| CONSIGNES |
1 > D'après le texte sur les fanfares en Bolivie, combien d'aficionados suivent souvent les fanfarons costumés ?
2 > Citez le passage du texte sur les fanfares en Bolivie allant de « Les fanfarons défilent » jusqu'à « vivantes leurs traditions. ».
3 > Rédigez la suite du texte sur les fanfares en Bolivie, à partir de sa dernière phrase.

A Potosi, Sucre, Cochabamba plus tard, nous constatons
l'extrême ferveur des boliviens pour cette musique percutante et cuivrée.
Les fanfarons défilent costumés, souvent suivis par une dizaine d'aficionados,
au plus. Ces petits défilés privés égaient la ville. Les écoles de musique
foisonnent et propagent leur cacophonie dans les rues étroites du centre
ville qui grouillent de collégiens et d'universitaires. La
ville est très plaisante, jeune et culturellement passionnante, située
au cœur de sociétés indiennes qui maintiennent vivantes leurs traditions.

| DONNÉES FOURNIES |
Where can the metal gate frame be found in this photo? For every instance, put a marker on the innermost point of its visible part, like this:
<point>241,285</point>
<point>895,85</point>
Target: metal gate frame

| RÉPONSES RÉDIGÉES |
1 > Une dizaine d'aficionados, au plus.

2 >
Les fanfarons défilent costumés, souvent suivis par une dizaine d'aficionados,
au plus. Ces petits défilés privés égaient la ville. Les écoles de musique
foisonnent et propagent leur cacophonie dans les rues étroites du centre
ville qui grouillent de collégiens et d'universitaires. La
ville est très plaisante, jeune et culturellement passionnante, située
au cœur de sociétés indiennes qui maintiennent vivantes leurs traditions.

3 >
Les Jalqá et les Tarabuco créent aujourd'hui des tissus artistiquement
très développés et d'une finesse technique incroyable. Martine, subjuguée,
me convainc d'acheter l'un de ces tissages par le biais d'une association
de recherche anthropologique. L'Axsu Tarabuco dont nous faisons l'acquisition
est une jolie déco murale. Pour les femmes Tarabuco, c'est un élément
du costume traditionnel. Et l'on sent très fortement en Bolivie que
ces civilisations traditionnelles sont préservées, encore innocentes
dans leur archaïque authenticité. Les costumes, la musique, une certaine
forme d'artisanat, ne participent pas du folklore touristique, mais
d'une très forte identité culturelle. Ne soyons pas aveugles tout de
même. La modernité envahit tout. Les Nissan Patrol, Jeep Cherokee, Toyota
Land Cruiser, Mitsu et autres Susuki, défilent au ralenti derrière les
fanfarons. La ville est moderne. La pauvreté commune à toutes les sociétés
indiennes n'est pas très apparente. Sucre, capitale officielle de la
Bolivie, est bien différente de La Paz, capitale de fait, et bien plus
mélangée, plus indienne, plus andine. Pour 14.90
bolivianos , je me refais une coupe locale. Si au Chili je passais pour
un Chilien, ici mon allure gringo s'affiche avec davantage de contraste.
La poste restante me donne des nouvelles de la famille. Je me sens subitement
transporté vers mes petits horizons franchouillards, et cela fait un
bien fou. Ne pensez pas que le blues s'installe dans nos cœurs de voyageurs
déracinés.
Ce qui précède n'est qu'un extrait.